= EXERCISE INSTRUCTIONS =
Below are some entries. Copy each line in them that holds "tight".

◇ ◇ ◇ ◇ ◇

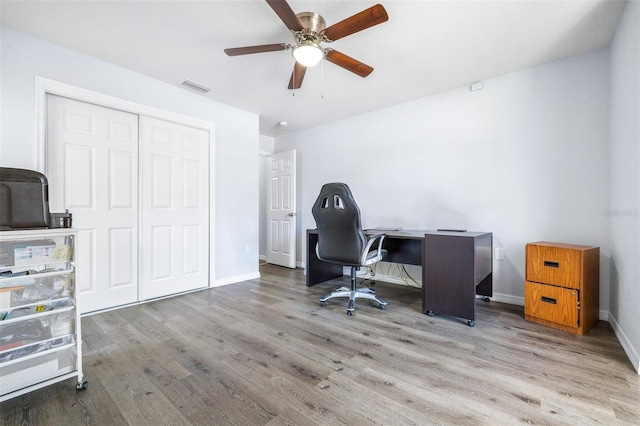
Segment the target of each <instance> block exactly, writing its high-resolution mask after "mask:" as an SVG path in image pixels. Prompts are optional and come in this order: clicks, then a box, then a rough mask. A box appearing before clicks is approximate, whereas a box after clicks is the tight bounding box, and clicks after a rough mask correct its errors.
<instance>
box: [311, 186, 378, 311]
mask: <svg viewBox="0 0 640 426" xmlns="http://www.w3.org/2000/svg"><path fill="white" fill-rule="evenodd" d="M311 212H312V213H313V217H314V219H315V220H316V226H317V228H318V244H317V245H316V255H317V256H318V259H320V260H322V261H323V262H329V263H334V264H338V265H343V266H350V267H351V288H350V289H349V288H346V287H340V288H339V289H337V290H336V291H334V292H332V293H330V294H328V295H326V296H324V297H323V298H321V299H320V306H325V304H326V302H327V300H329V299H333V298H336V297H348V298H349V304H348V305H347V314H349V315H353V312H354V311H355V308H356V299H357V298H365V299H370V300H374V301H376V302H378V307H379V308H380V309H384V308H386V307H387V302H386V301H384V300H383V299H380V298H379V297H376V292H375V290H373V289H371V288H368V287H364V288H356V271H357V270H359V269H360V267H361V266H369V265H372V264H374V263H376V262H379V261H381V260H382V259H383V258H384V257H385V256H386V255H387V251H386V250H384V249H383V248H382V241H384V238H385V236H386V235H385V234H377V235H374V236H372V237H371V238H369V239H367V236H366V235H365V234H364V231H363V230H362V225H361V223H360V209H359V208H358V205H357V204H356V201H355V200H354V198H353V195H352V194H351V190H350V189H349V187H348V186H347V185H346V184H344V183H327V184H325V185H324V186H323V187H322V189H321V190H320V195H318V199H317V200H316V202H315V203H314V205H313V208H312V209H311ZM376 241H377V243H378V244H377V248H375V249H372V246H373V244H374V243H375V242H376Z"/></svg>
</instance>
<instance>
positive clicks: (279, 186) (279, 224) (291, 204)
mask: <svg viewBox="0 0 640 426" xmlns="http://www.w3.org/2000/svg"><path fill="white" fill-rule="evenodd" d="M295 209H296V151H295V150H291V151H285V152H281V153H278V154H273V155H271V156H269V208H268V210H267V221H268V224H269V225H268V231H267V233H268V245H267V262H268V263H273V264H276V265H280V266H286V267H288V268H295V267H296V210H295Z"/></svg>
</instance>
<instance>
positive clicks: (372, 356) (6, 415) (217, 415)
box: [0, 265, 640, 426]
mask: <svg viewBox="0 0 640 426" xmlns="http://www.w3.org/2000/svg"><path fill="white" fill-rule="evenodd" d="M260 272H261V275H262V278H261V279H256V280H252V281H247V282H244V283H239V284H233V285H228V286H225V287H219V288H214V289H210V290H203V291H199V292H195V293H191V294H187V295H183V296H179V297H174V298H171V299H166V300H160V301H156V302H152V303H147V304H143V305H139V306H135V307H130V308H125V309H120V310H115V311H111V312H106V313H101V314H98V315H93V316H89V317H85V318H83V320H82V334H83V339H84V340H83V350H84V371H85V379H86V380H88V381H89V387H88V389H87V390H85V391H83V392H76V391H75V382H74V380H69V381H65V382H62V383H58V384H56V385H53V386H50V387H47V388H45V389H41V390H38V391H34V392H32V393H29V394H27V395H25V396H22V397H17V398H14V399H12V400H9V401H6V402H4V403H1V404H0V424H3V425H30V424H35V425H81V424H94V425H136V426H138V425H156V426H159V425H242V426H247V425H274V426H275V425H315V424H321V425H339V424H340V425H341V424H347V425H373V424H378V425H428V424H469V425H482V424H485V425H502V424H519V423H523V424H548V425H565V424H566V425H577V424H605V425H614V424H640V376H638V374H637V373H636V372H635V371H634V370H633V368H632V366H631V364H630V363H629V361H628V360H627V358H626V356H625V354H624V352H623V350H622V348H621V346H620V344H619V343H618V341H617V340H616V338H615V336H614V333H613V331H612V330H611V327H610V326H609V324H608V323H606V322H600V323H599V324H598V326H597V327H595V328H594V329H592V330H591V331H590V332H589V333H588V334H587V335H585V336H582V337H579V336H574V335H572V334H569V333H566V332H562V331H558V330H553V329H550V328H547V327H544V326H542V325H538V324H534V323H530V322H527V321H525V320H524V319H523V309H522V307H519V306H513V305H506V304H500V303H497V302H491V303H485V302H483V301H481V300H477V301H476V304H477V305H476V306H477V315H476V326H475V327H473V328H471V327H468V326H467V325H466V324H465V323H464V322H463V321H462V320H460V319H456V318H450V317H441V316H435V317H429V316H426V315H423V314H422V313H421V299H420V298H421V292H420V290H419V289H416V288H410V287H404V286H399V285H393V284H385V283H380V282H379V283H377V284H376V285H375V288H376V289H377V292H378V293H379V295H380V296H381V297H383V298H385V299H386V300H387V301H388V302H389V307H388V308H387V309H386V310H384V311H382V310H379V309H378V308H376V307H374V306H371V305H370V304H369V303H368V302H367V301H363V300H360V301H359V302H358V304H357V307H356V314H355V316H353V317H349V316H347V315H346V304H345V301H344V300H332V301H329V302H327V306H326V307H324V308H321V307H320V306H319V302H318V299H319V297H320V296H322V295H324V294H325V293H327V292H328V291H329V290H331V289H332V288H333V285H331V286H330V285H320V286H316V287H312V288H307V287H306V286H305V285H304V276H303V274H302V272H301V271H300V270H289V269H286V268H280V267H275V266H271V265H265V266H262V267H261V269H260ZM345 283H346V281H345ZM338 284H340V282H338Z"/></svg>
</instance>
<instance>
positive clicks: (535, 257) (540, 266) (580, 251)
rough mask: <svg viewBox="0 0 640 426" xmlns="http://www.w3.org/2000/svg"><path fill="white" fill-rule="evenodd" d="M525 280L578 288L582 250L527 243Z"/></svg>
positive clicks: (580, 273) (579, 282)
mask: <svg viewBox="0 0 640 426" xmlns="http://www.w3.org/2000/svg"><path fill="white" fill-rule="evenodd" d="M526 259H527V271H526V278H525V279H526V280H527V281H532V282H537V283H544V284H554V285H559V286H562V287H571V288H575V289H579V288H580V282H581V276H580V274H581V271H582V268H581V264H582V251H580V250H571V249H567V248H564V247H558V246H554V245H542V244H541V245H538V244H527V258H526Z"/></svg>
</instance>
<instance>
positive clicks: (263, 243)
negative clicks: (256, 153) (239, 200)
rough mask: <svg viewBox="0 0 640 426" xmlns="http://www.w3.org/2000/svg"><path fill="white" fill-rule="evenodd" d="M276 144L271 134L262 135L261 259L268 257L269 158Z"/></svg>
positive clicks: (259, 175)
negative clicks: (268, 198) (269, 155)
mask: <svg viewBox="0 0 640 426" xmlns="http://www.w3.org/2000/svg"><path fill="white" fill-rule="evenodd" d="M274 146H275V139H274V138H272V137H271V136H265V135H260V154H259V155H260V158H259V161H260V173H259V180H260V215H259V217H260V223H259V225H258V227H259V229H260V248H259V250H258V257H259V258H260V259H263V260H266V259H267V238H268V232H267V213H268V208H269V206H268V194H269V169H268V165H269V158H268V156H269V155H270V154H273V149H274Z"/></svg>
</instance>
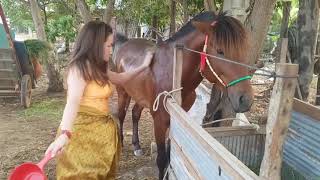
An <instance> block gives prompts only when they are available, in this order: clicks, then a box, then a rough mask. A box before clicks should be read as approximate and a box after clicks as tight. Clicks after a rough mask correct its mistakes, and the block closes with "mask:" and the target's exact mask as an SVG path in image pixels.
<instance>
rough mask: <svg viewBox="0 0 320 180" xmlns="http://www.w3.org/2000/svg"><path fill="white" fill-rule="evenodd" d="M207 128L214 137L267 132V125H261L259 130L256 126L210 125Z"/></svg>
mask: <svg viewBox="0 0 320 180" xmlns="http://www.w3.org/2000/svg"><path fill="white" fill-rule="evenodd" d="M205 130H206V131H207V132H208V133H209V134H210V135H211V136H213V137H221V136H222V137H223V136H245V135H253V134H265V127H264V126H261V127H260V128H259V129H258V130H257V129H256V127H254V126H250V125H247V126H232V127H210V128H205Z"/></svg>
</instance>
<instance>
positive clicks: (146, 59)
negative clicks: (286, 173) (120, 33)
mask: <svg viewBox="0 0 320 180" xmlns="http://www.w3.org/2000/svg"><path fill="white" fill-rule="evenodd" d="M152 58H153V52H151V51H148V52H147V53H146V56H145V58H144V61H143V64H142V65H141V66H139V67H137V68H135V69H134V70H132V71H128V72H123V73H116V72H112V71H110V70H108V77H109V79H110V81H111V82H112V83H113V84H116V85H120V86H123V85H124V84H126V83H127V82H128V81H129V80H131V79H132V78H134V77H135V76H137V75H138V74H139V73H141V72H142V71H144V70H145V69H146V68H147V67H149V65H150V63H151V61H152Z"/></svg>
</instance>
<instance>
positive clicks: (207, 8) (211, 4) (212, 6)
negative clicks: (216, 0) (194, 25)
mask: <svg viewBox="0 0 320 180" xmlns="http://www.w3.org/2000/svg"><path fill="white" fill-rule="evenodd" d="M203 4H204V9H205V10H206V11H213V12H216V11H217V7H216V4H215V1H214V0H204V2H203Z"/></svg>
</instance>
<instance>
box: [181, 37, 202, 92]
mask: <svg viewBox="0 0 320 180" xmlns="http://www.w3.org/2000/svg"><path fill="white" fill-rule="evenodd" d="M204 38H205V36H204V35H203V34H202V33H199V32H198V31H194V32H191V33H190V34H188V35H187V36H185V37H183V38H181V39H179V40H178V41H177V43H181V44H183V45H184V46H185V47H187V48H189V49H193V50H197V51H202V48H203V45H204ZM183 56H184V61H183V63H184V65H183V67H184V69H183V74H182V80H181V81H182V86H183V87H184V88H185V89H186V90H189V91H192V90H194V89H195V88H197V86H198V85H199V84H200V82H201V81H202V79H203V78H202V77H201V75H200V73H199V64H200V54H197V53H190V52H188V51H184V55H183ZM185 93H187V94H188V92H185Z"/></svg>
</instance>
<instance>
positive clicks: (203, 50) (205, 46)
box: [200, 35, 208, 72]
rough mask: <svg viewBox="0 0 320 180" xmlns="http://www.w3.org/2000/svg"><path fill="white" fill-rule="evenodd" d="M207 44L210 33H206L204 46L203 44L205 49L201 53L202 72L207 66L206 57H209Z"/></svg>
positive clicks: (200, 63)
mask: <svg viewBox="0 0 320 180" xmlns="http://www.w3.org/2000/svg"><path fill="white" fill-rule="evenodd" d="M207 44H208V35H206V39H205V40H204V46H203V50H202V53H201V54H200V56H201V61H200V72H203V71H204V68H205V66H206V59H207V55H206V52H207Z"/></svg>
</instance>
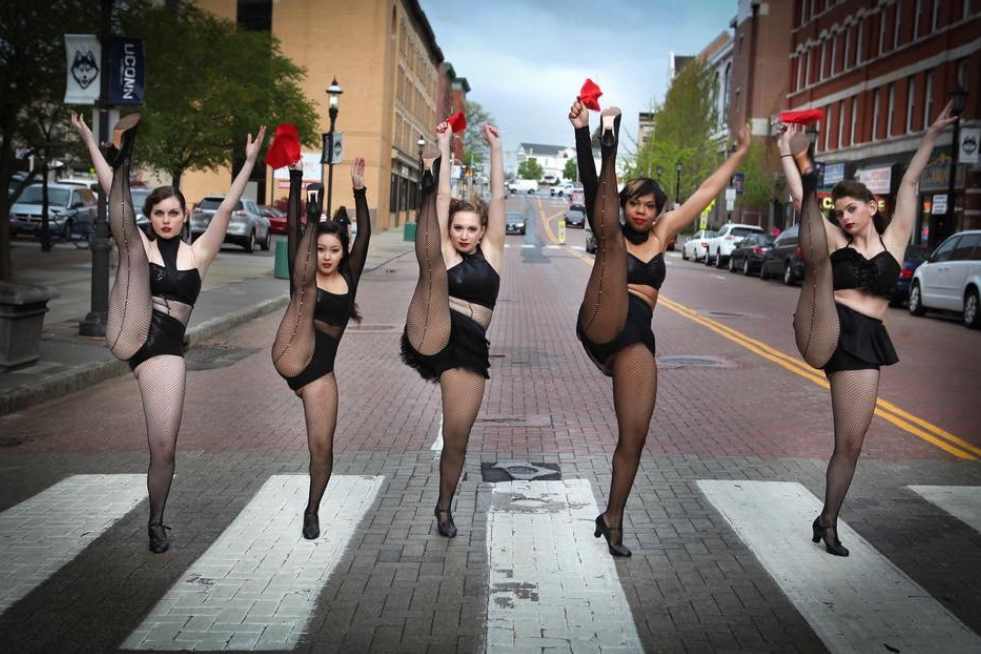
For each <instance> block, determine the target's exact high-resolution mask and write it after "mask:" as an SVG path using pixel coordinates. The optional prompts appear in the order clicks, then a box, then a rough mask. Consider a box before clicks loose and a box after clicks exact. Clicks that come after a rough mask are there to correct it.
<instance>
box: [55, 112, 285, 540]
mask: <svg viewBox="0 0 981 654" xmlns="http://www.w3.org/2000/svg"><path fill="white" fill-rule="evenodd" d="M139 122H140V115H139V114H129V115H127V116H124V117H123V118H121V119H120V120H119V122H118V123H117V124H116V128H115V131H114V133H113V147H112V148H110V152H109V160H108V161H107V160H106V158H105V157H103V155H102V152H101V151H100V150H99V146H98V144H97V143H96V142H95V138H94V137H93V136H92V132H91V131H90V130H89V128H88V126H87V125H86V124H85V121H84V119H83V118H82V117H81V116H79V115H77V114H72V125H74V126H75V129H77V130H78V133H79V134H80V135H81V137H82V141H83V142H84V143H85V145H86V147H87V148H88V150H89V155H90V156H91V157H92V163H93V165H94V166H95V170H96V174H97V175H98V177H99V183H100V184H101V185H102V189H103V191H105V192H106V193H108V194H109V228H110V230H111V231H112V237H113V240H115V242H116V247H117V249H118V250H119V265H118V267H117V268H116V281H115V283H114V284H113V287H112V293H111V295H110V297H109V316H108V320H107V322H106V340H107V341H108V343H109V349H110V350H111V351H112V353H113V355H115V356H116V358H118V359H121V360H123V361H127V362H128V363H129V367H130V370H132V371H133V374H134V375H135V376H136V381H137V383H138V384H139V386H140V395H141V396H142V397H143V412H144V414H145V417H146V430H147V439H148V442H149V445H150V467H149V470H148V471H147V491H148V492H149V496H150V521H149V524H148V526H147V532H148V535H149V540H150V551H151V552H154V553H156V554H159V553H161V552H166V551H167V550H168V549H169V548H170V540H169V538H168V537H167V530H168V529H170V527H167V526H165V525H164V524H163V514H164V506H165V505H166V504H167V496H168V495H169V494H170V484H171V481H172V480H173V477H174V457H175V453H176V449H177V433H178V431H179V430H180V424H181V417H182V414H183V411H184V384H185V381H186V379H185V377H186V374H185V366H184V331H185V329H186V327H187V321H188V319H189V318H190V317H191V309H193V308H194V302H195V301H196V300H197V297H198V293H199V292H200V291H201V283H202V281H203V280H204V275H205V273H206V272H207V270H208V266H209V265H211V262H212V261H214V259H215V257H216V256H217V255H218V250H219V249H220V248H221V244H222V242H223V241H224V240H225V230H226V229H227V227H228V220H229V218H230V217H231V213H232V210H233V209H234V208H235V205H236V204H237V203H238V201H239V198H240V197H241V196H242V191H244V190H245V184H246V183H247V182H248V180H249V176H250V175H251V174H252V167H253V165H254V164H255V159H256V156H257V155H258V154H259V149H260V148H261V147H262V141H263V137H264V136H265V131H266V130H265V127H261V128H259V133H258V134H257V135H256V138H255V140H253V139H252V135H251V134H249V135H248V138H247V139H246V142H245V164H244V165H243V166H242V169H241V170H240V171H239V173H238V175H237V176H236V177H235V180H234V181H233V182H232V186H231V188H230V189H229V190H228V195H227V196H225V199H224V200H223V201H222V203H221V206H220V207H218V210H217V211H216V212H215V215H214V217H213V218H212V219H211V224H210V225H208V229H207V230H206V231H205V232H204V234H202V235H201V237H200V238H198V239H197V240H196V241H194V243H193V244H187V243H184V242H183V241H181V239H180V234H181V230H182V228H183V226H184V223H185V222H186V221H187V220H188V218H189V216H190V212H189V211H188V210H187V202H186V201H185V200H184V196H183V195H181V192H180V191H179V190H177V189H175V188H173V187H170V186H161V187H159V188H156V189H154V190H153V192H151V193H150V195H149V196H147V199H146V203H145V204H144V207H143V214H144V215H145V216H147V217H148V218H149V220H150V227H151V229H150V230H149V235H144V234H143V232H142V231H141V230H140V229H139V228H138V227H137V226H136V215H135V214H134V212H133V198H132V196H131V195H130V191H129V169H130V161H131V157H132V154H133V144H134V143H135V141H136V128H137V126H138V125H139Z"/></svg>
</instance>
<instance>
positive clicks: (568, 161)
mask: <svg viewBox="0 0 981 654" xmlns="http://www.w3.org/2000/svg"><path fill="white" fill-rule="evenodd" d="M562 177H564V178H565V179H569V180H572V181H576V180H577V179H578V178H579V167H578V164H577V163H576V160H575V159H569V160H568V161H566V162H565V169H564V170H563V171H562Z"/></svg>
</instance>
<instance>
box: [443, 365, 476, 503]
mask: <svg viewBox="0 0 981 654" xmlns="http://www.w3.org/2000/svg"><path fill="white" fill-rule="evenodd" d="M484 382H485V380H484V378H483V377H481V376H480V375H478V374H476V373H474V372H471V371H469V370H463V369H461V368H454V369H452V370H447V371H446V372H444V373H443V374H442V375H440V378H439V387H440V392H441V394H442V397H443V451H442V453H441V454H440V457H439V500H437V502H436V508H438V509H439V510H441V511H447V510H449V509H450V504H451V503H452V502H453V495H454V494H455V493H456V487H457V484H459V482H460V474H461V473H462V472H463V463H464V459H465V458H466V454H467V442H468V441H469V440H470V430H471V429H472V428H473V423H474V421H475V420H476V419H477V413H478V412H479V411H480V403H481V402H482V401H483V399H484Z"/></svg>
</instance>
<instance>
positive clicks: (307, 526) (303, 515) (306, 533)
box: [303, 512, 320, 540]
mask: <svg viewBox="0 0 981 654" xmlns="http://www.w3.org/2000/svg"><path fill="white" fill-rule="evenodd" d="M303 537H304V538H306V539H307V540H316V539H317V538H320V517H319V516H317V514H316V513H306V512H304V514H303Z"/></svg>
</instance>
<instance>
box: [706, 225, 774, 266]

◇ ◇ ◇ ◇ ◇

= REPLY TO THE TASK =
Segment the target of each <instance> block exactly, writing its high-resolution mask after "mask:" as an SVG path in image pixels. Prompts are optional and come in this order: clicks, then a box, then a rough mask. A box appearing before clicks is approximate, whereas a box after clicks is the tight bounding box, and clicks after a rough mask correct its errors.
An <instance> block gives prompts only when they are available, in this order: clicks, then a box, then a rough mask. A box before clicks should be read as approximate and a box after clicks as tight. Clicks after a rough mask correct its mistakes, and the block closes with "mask:" and the target's exact mask as an SVG path in image pixels.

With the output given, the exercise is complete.